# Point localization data
────────────────────────────────────────

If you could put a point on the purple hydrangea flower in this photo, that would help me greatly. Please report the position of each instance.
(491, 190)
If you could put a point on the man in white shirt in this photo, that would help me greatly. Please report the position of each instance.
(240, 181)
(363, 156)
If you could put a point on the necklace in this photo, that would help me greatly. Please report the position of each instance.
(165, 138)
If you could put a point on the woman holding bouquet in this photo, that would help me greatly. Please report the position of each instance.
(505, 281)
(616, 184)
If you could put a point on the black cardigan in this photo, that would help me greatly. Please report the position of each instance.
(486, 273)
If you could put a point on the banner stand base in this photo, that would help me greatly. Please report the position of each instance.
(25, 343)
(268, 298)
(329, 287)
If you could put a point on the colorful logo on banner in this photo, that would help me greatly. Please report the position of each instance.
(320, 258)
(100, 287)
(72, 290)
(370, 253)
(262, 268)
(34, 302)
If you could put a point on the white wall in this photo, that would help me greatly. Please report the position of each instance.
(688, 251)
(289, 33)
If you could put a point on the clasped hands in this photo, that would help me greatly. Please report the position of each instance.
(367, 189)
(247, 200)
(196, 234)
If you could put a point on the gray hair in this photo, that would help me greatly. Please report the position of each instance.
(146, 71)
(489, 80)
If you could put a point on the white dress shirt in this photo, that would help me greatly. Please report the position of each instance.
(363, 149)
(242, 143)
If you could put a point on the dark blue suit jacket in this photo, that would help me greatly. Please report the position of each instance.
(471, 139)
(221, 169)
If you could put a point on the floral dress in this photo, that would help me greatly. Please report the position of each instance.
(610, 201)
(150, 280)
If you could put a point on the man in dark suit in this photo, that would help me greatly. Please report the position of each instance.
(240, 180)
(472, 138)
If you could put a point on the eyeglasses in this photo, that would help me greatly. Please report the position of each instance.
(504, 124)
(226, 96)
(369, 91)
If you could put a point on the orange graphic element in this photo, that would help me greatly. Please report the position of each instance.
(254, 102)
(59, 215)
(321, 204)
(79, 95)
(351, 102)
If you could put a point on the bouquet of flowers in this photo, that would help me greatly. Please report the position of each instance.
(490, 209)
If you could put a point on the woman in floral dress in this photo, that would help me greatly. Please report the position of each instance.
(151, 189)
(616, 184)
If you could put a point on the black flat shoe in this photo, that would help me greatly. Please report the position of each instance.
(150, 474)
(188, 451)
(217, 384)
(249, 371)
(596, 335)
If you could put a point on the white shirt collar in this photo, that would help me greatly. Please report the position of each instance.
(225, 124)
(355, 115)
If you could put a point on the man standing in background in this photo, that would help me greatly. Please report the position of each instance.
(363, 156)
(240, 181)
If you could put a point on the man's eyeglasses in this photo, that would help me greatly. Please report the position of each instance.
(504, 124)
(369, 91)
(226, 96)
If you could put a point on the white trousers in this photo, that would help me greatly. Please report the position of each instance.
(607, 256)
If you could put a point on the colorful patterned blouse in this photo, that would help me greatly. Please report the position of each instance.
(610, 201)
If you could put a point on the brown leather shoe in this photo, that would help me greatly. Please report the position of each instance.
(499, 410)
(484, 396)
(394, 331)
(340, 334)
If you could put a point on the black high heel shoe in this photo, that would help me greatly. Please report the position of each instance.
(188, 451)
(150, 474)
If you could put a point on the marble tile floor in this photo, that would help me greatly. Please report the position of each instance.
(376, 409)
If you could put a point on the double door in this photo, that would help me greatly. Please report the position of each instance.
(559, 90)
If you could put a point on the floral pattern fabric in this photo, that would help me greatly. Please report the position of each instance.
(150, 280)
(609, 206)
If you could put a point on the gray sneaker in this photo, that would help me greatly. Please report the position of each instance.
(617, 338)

────────────────────────────────────────

All the data must be duplicated exactly, with nothing added or removed.

If you could put a point on the purple hydrangea flower in this photo, that would help me greatly. Please report the position of each instance.
(491, 190)
If you could put a point on the man in white shirt in this photo, that would help me greatly. Please report the position of each instance.
(240, 181)
(363, 156)
If you could put a point on the necklace in this photo, that would help me greatly. Please report the position of each instance.
(165, 138)
If you could put a point on the woman holding bouquet in this photo, that would help me greatly. Please report the position of each instance.
(505, 281)
(616, 184)
If you could put a point on the black cardigan in this photo, that would help me greatly. Please report the position of each instance.
(486, 273)
If you could put a point on the banner stand base in this photo, that would help me greatly. Please report the position of each instance.
(25, 343)
(268, 298)
(329, 287)
If you could put a point on the colorful logo on banner in this photo, that would help me greatly. Please report the position of each instance.
(320, 258)
(100, 287)
(72, 290)
(370, 253)
(262, 268)
(34, 302)
If you could put a point on the white wall in this photo, that would help me greatly. Please report the position of each instance.
(688, 251)
(289, 33)
If you could put a point on the clasped hands in this photo, that would help me greatly. Please report the position of each instance.
(367, 189)
(247, 200)
(196, 234)
If you could put a point on the gray hair in this photo, that would help me greatly. Please report the position of each instance.
(146, 71)
(489, 80)
If you could put a point on the white dress shirt in this photo, that would help me greatly. Please report the position of each instance.
(363, 149)
(242, 143)
If you could put a point on the dark blue suit jacket in this photo, that would help me greatly. Please report the position of each instance.
(471, 139)
(221, 169)
If you could put a point on the floral dress in this photo, that would help me greatly. Please report the position of each instance.
(610, 201)
(150, 280)
If you could put a point on the man in dark suit in this photo, that would help me greatly. Please report the position of each instance.
(240, 180)
(472, 138)
If you could put a point on the eyeglasses in this photo, that would help me greatly. Please report the position of each instance.
(504, 124)
(226, 96)
(369, 91)
If you could put a point on the orange graphic element in this photo, that would help me greatly. Please report the position of each instance.
(254, 102)
(59, 215)
(321, 204)
(79, 95)
(351, 102)
If you could put a point on the bouquet of flowers in this photo, that would help me greatly. Please report the position of each instance.
(490, 209)
If you could put a point on the woman in floral dress in this photo, that would help me greatly. Please report the position of each instance.
(151, 189)
(616, 184)
If you could put a point on the black flat shoe in this photo, that would help me greatly. Please report the position of each instance.
(150, 474)
(188, 451)
(217, 384)
(249, 371)
(596, 335)
If you could put a point on the white shirt collar in this photo, that would help me greatly. Please report the position of each instance.
(225, 124)
(355, 115)
If you could put a point on the man standing in background in this photo, that would help me greatly. Please report the position of each instance.
(363, 156)
(240, 181)
If you could put a point on the man's eyeglasses in this photo, that would help me greatly. Please report the position of each instance.
(504, 124)
(369, 91)
(226, 96)
If you could put a point on the white trousers in this photo, that would help me greatly. Please report the position of each instance.
(607, 256)
If you could put a point on the colorful patterned blouse in this photo, that would help me greatly. Please report the position of each instance.
(610, 201)
If you could put a point on the brown leather shoe in this photo, that would help me greatly. Please report the position of each instance.
(499, 410)
(484, 396)
(394, 331)
(340, 334)
If you could put a point on the black high heel shoe in this photo, that would help me greatly. Please report the position of each instance.
(188, 451)
(150, 474)
If you could put a point on the marble tile floor in this photo, that would help me greatly. Please report the position of each instance.
(376, 409)
If you could put a point on the double door in this photo, that would help me greatly. Please report the position of each instance.
(559, 90)
If you could put a point on the floral pattern fabric in this photo, that would help me greatly. Please report the position of each instance.
(150, 280)
(609, 206)
If you could put a point on the gray sneaker in this photo, that would help me greatly. Please report the position of each instance.
(617, 338)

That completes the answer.